Lange: „Ich wollte eine flächendeckende Lösung“
Der stellvertretende Vorsitzende der CDU/CSU-Bundestagsfraktion erklärt, was die Region fernab von München von dem Kompromiss hat
Was haben die Dieselbesitzer in Nordschwaben von dem Kompromiss?
Ulrich Lange: „Mit dem vorgestellten Maßnahmenpaket sollen Fahrverbote vermieden werden. In Nordschwaben profitieren etwa Pendler, die in besonders belasteten Städten arbeiten oder ihren Firmensitz dort haben. Auch die Nachrüstung von Handwerker-Fahrzeugen aus Nordschwaben kann gefördert werden, wenn der Firmensitz in einer besonders belasteten Stadt ist oder der Fahrzeughalter nennenswerte Aufträge in diesen Städten hat, also etwa in München, Stuttgart oder Reutlingen. Offen gesagt: Ich hätte mir eine flächendeckende Lösung gewünscht. Aber letztlich kann eine Einigung mit so vielen unterschiedlichen Akteuren immer nur ein Kompromiss sein. Unser Ziel bleibt es, Fahrverbote zu verhindern. Davon profitieren letztlich alle.“
Wird der ländliche Raum in diesem Diesel-Paket nicht gänzlich abgehängt?
Lange: „Nein. Es ist nun mal so, dass die besonders belasteten Städte in Deutschland am dringlichsten darauf angewiesen sind, ihre NO2-Werte zu reduzieren, um Fahrverbote zu vermeiden. Das richtet sich nicht gegen die ländlichen Regionen. Alle profitieren davon, wenn es keine Fahrverbote gibt. Zudem ist es doch gut, dass bei uns im Landkreis die Luft sauber ist und wir dementsprechend auch nicht von Fahrverboten bedroht sind. Das ist ein Stück Lebensqualität in den ländlichen Regionen.“
Welche Lösungsansätze gibt es für Dieselbesitzer im ländlichen Raum?

(Datensätze mit beschrifteten Formen):

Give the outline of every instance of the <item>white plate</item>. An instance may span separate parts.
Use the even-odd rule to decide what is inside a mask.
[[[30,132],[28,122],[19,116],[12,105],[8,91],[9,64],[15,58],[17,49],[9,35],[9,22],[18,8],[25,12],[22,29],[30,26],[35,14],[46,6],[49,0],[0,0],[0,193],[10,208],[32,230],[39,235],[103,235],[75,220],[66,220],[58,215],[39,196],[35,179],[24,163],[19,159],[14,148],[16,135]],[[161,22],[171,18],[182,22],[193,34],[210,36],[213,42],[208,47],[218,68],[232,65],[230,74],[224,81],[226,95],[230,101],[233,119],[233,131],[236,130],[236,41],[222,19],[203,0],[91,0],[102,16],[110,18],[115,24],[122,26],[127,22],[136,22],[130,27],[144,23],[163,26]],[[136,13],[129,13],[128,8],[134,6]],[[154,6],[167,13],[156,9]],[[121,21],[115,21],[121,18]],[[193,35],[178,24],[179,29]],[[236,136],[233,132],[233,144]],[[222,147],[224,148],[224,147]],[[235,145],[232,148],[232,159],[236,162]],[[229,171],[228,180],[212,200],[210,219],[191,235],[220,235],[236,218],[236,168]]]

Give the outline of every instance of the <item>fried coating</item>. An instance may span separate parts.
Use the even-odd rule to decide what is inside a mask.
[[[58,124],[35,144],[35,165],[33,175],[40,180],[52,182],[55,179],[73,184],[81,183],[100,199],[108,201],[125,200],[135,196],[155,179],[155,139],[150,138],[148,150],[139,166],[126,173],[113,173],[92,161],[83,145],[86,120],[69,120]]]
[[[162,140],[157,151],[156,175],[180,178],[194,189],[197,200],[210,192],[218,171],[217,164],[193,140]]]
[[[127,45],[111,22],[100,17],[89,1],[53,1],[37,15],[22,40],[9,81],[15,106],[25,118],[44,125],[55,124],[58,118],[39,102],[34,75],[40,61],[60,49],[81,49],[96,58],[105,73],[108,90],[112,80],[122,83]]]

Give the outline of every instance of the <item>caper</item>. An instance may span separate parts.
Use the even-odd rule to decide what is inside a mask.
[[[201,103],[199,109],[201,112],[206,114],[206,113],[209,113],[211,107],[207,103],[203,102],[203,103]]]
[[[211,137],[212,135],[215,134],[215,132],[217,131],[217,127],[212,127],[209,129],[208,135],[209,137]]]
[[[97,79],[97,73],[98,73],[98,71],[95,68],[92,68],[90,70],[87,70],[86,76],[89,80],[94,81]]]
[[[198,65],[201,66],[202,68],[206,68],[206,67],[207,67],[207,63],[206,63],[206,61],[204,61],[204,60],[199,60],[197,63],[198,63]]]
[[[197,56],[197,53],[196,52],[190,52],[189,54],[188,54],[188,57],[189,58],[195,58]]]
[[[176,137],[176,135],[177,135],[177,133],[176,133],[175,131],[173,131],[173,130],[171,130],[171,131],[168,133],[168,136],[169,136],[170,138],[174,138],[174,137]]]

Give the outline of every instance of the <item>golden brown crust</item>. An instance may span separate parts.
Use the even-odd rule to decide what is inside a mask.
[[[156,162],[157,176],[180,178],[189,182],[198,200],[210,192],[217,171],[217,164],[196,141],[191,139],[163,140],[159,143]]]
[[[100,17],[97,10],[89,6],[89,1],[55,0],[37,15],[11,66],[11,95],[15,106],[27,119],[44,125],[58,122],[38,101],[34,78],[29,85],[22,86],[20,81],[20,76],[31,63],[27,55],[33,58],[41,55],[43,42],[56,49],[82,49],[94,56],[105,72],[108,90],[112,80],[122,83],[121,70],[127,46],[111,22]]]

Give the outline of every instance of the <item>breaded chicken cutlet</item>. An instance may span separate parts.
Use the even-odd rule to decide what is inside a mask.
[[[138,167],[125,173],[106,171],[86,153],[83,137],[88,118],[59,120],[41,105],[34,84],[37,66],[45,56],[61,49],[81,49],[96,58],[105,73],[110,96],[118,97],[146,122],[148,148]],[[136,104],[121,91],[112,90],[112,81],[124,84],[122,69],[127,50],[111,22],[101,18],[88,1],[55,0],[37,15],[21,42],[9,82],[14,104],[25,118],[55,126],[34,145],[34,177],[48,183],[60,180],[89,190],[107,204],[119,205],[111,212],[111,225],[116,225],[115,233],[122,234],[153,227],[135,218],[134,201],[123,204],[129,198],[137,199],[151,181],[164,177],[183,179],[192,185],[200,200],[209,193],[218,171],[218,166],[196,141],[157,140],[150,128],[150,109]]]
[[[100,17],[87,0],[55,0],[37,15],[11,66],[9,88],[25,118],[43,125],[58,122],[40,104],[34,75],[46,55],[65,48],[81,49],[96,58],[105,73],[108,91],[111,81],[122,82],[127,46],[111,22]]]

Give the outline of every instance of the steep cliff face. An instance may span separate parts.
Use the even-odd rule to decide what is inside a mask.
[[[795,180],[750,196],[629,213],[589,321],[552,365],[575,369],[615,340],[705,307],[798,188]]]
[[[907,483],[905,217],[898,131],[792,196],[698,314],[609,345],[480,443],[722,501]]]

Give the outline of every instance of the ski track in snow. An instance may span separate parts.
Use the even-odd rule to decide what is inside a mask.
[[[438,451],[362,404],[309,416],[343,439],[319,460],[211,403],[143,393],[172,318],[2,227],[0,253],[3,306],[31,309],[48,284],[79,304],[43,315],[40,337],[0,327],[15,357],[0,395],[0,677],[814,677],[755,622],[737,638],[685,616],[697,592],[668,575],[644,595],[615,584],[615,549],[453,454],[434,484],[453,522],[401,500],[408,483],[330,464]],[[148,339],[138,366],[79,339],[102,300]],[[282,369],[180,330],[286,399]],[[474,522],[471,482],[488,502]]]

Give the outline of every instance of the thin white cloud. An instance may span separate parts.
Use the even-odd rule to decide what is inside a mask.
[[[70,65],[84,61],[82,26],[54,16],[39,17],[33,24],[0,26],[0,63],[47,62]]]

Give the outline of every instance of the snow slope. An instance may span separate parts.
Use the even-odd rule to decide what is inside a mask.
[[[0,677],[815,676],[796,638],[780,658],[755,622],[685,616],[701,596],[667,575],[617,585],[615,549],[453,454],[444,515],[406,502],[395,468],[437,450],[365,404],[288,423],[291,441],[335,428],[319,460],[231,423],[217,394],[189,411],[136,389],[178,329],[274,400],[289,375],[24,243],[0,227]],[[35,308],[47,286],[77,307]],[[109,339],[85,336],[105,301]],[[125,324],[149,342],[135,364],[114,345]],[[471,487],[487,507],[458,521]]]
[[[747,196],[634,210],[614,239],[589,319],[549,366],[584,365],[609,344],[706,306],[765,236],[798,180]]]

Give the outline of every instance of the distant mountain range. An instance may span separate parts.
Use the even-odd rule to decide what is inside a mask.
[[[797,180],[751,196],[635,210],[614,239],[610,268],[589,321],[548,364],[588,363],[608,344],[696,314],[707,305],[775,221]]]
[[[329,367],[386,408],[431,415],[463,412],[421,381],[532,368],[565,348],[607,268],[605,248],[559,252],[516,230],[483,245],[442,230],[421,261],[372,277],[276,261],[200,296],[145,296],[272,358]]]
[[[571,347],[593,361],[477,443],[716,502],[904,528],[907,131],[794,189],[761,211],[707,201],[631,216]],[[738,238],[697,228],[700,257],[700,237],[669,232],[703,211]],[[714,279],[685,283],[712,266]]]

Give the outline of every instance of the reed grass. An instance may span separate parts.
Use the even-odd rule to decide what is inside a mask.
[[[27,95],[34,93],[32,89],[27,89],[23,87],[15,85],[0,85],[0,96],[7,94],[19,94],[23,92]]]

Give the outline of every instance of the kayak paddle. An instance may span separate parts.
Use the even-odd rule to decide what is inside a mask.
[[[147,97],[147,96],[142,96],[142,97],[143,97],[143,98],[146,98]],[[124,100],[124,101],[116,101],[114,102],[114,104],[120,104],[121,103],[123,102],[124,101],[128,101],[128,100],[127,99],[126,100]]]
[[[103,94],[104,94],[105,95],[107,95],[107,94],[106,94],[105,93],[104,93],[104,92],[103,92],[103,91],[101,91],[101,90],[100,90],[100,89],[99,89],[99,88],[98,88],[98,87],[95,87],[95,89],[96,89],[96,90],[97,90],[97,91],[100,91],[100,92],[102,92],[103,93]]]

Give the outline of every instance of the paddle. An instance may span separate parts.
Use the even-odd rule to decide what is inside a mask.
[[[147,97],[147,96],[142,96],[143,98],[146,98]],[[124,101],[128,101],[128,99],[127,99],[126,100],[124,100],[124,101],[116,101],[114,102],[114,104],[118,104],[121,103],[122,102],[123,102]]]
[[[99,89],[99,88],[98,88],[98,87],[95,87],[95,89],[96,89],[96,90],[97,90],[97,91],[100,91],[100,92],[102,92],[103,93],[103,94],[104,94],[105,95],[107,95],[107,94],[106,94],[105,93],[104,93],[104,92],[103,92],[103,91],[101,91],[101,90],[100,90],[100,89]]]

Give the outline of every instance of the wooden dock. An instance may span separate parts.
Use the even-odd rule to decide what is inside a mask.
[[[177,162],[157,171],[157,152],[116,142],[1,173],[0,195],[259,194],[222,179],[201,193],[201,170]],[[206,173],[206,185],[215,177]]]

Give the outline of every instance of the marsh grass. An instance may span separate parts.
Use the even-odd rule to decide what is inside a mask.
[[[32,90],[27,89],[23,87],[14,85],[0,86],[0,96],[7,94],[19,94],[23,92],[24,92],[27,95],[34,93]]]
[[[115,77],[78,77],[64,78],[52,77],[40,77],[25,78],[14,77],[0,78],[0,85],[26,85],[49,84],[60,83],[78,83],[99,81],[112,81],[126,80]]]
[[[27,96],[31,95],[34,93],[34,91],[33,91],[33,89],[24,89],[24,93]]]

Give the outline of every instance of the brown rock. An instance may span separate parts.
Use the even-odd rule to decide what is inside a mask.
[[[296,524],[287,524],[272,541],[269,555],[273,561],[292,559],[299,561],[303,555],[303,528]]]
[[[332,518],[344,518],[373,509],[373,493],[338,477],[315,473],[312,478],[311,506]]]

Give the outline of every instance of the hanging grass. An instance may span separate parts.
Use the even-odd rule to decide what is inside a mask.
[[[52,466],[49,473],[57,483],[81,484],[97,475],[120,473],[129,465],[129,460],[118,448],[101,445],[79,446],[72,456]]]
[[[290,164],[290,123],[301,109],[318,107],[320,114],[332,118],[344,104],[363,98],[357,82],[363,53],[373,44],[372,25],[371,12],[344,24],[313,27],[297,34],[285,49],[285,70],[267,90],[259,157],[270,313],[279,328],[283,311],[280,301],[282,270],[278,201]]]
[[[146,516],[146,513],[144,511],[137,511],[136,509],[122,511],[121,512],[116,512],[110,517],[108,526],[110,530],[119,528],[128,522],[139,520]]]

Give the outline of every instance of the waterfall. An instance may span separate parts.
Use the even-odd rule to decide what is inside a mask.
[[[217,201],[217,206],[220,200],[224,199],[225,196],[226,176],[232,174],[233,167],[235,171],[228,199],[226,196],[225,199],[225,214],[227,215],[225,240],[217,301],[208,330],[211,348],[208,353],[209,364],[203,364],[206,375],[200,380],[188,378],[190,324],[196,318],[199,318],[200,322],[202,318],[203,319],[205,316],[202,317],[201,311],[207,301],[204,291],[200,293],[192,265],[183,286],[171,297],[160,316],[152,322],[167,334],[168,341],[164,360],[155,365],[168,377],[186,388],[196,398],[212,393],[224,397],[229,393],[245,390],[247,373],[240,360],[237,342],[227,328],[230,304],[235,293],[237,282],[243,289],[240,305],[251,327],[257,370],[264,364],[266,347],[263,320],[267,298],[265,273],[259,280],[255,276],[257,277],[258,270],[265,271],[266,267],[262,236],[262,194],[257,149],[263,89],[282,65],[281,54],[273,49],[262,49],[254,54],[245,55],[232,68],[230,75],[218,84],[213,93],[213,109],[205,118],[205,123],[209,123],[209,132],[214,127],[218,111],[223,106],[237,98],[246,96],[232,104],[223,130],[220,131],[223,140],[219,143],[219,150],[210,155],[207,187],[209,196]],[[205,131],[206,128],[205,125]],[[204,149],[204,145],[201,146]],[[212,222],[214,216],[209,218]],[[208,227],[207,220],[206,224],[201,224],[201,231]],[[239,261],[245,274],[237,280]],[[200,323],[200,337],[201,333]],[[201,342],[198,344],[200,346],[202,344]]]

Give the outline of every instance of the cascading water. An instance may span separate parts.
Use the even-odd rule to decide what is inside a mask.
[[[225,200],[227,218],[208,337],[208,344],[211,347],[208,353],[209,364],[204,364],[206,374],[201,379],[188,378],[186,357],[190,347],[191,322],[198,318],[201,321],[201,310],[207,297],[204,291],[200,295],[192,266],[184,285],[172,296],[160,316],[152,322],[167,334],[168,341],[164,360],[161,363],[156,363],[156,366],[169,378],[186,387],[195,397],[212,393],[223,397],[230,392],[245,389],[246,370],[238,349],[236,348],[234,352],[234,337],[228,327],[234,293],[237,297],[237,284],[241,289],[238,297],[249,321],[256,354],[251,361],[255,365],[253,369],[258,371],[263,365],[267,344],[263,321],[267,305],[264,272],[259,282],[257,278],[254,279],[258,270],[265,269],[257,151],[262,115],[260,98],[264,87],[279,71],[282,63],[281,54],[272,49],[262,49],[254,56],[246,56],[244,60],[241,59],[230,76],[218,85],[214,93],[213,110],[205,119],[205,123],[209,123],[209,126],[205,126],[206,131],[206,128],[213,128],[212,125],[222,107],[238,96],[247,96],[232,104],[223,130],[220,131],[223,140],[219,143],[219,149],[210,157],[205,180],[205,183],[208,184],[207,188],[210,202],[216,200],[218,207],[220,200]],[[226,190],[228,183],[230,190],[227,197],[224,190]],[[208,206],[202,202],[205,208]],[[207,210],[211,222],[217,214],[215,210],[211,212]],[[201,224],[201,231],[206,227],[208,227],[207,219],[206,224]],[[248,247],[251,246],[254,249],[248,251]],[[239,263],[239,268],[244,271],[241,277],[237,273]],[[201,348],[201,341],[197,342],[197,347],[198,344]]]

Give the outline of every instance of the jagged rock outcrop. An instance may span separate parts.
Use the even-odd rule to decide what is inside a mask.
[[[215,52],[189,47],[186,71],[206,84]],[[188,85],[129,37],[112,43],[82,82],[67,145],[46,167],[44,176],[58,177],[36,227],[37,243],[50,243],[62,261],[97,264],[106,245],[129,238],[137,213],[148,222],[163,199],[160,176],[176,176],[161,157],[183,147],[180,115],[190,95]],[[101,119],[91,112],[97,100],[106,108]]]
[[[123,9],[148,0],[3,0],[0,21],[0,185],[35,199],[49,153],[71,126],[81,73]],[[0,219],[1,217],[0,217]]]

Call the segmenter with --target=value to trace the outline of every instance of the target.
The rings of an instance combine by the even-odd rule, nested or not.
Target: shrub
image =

(Deine Aufgaben):
a) Beantworte anhand des Interviews zum Diesel-Kompromiss die folgenden Fragen:
(i) Welches Amt hat Ulrich Lange laut Einleitung inne?
(ii) Welche Städte nennt er als Beispiele für besonders belastete Städte?
(iii) Welche Werte müssen die besonders belasteten Städte laut Lange reduzieren?
b) Gib den Abschnitt des Interviews zum Diesel-Kompromiss von „Lange: „Ich wollte“ bis einschließlich „von dem Kompromiss?“ wortgetreu wieder.
c) Setze das Interview zum Diesel-Kompromiss im Anschluss an seinen letzten Satz fort.

(Gegebene Antworten):
a)
(i) Er ist stellvertretender Vorsitzender der CDU/CSU-Bundestagsfraktion.
(ii) München, Stuttgart und Reutlingen.
(iii) Ihre NO2-Werte.

b)
Lange: „Ich wollte eine flächendeckende Lösung“
Der stellvertretende Vorsitzende der CDU/CSU-Bundestagsfraktion erklärt, was die Region fernab von München von dem Kompromiss hat
Was haben die Dieselbesitzer in Nordschwaben von dem Kompromiss?

c)
Lange: „Diejenigen, die beruflich in besonders belastete Städte einfahren müssen, können die Tausch-Prämien der Autohersteller in Anspruch nehmen. Auch Härtefälle werden berücksichtigt. Wenn wir Fahrverbote in Deutschland vermeiden, profitieren davon alle Diesel-Fahrer.“
Zieht man mit diesem Kompromiss nicht eher mehr Unmut auf sich als vorher?
Lange: „Es wurde lange und hart um eine Lösung gerungen mit sehr unterschiedlichen Standpunkten. Da kann eine Einigung immer nur ein Kompromiss sein. Wenn man sich jetzt auf besonders belastete Städte konzentriert, ist das zunächst ein wichtiger Schritt. Ich denke, der Unmut wäre noch größer gewesen, wenn man gar keine Lösung gefunden hätte. Grundsätzlich habe ich jedoch Verständnis für den Unmut der Diesel-Fahrer. Dieser Kompromiss wird die Diskussion nicht beenden.“
Ist es im Vorfeld der Landtagswahl in Bayern nicht riskant, den Dieselbesitzern in München und Umgebung ein attraktives Angebot zu machen und allen anderen nicht?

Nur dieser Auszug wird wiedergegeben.